(Collected data entries)
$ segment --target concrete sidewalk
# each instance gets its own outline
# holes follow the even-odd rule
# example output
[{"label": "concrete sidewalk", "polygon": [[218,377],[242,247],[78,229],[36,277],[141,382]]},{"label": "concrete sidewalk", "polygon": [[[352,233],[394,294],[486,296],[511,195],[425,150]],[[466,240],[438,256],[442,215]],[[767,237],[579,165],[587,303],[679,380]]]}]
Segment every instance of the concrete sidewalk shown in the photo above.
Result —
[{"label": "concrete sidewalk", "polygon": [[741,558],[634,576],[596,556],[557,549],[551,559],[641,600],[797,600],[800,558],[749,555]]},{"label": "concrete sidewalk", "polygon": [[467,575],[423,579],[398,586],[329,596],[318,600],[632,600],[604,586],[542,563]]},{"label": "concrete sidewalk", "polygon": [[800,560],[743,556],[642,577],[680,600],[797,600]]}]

| Exercise requirements |
Go through the records above and copy every line with the word "instance".

| Written solution |
# each instance gets its own outline
Segment every instance of the concrete sidewalk shown in the photo above.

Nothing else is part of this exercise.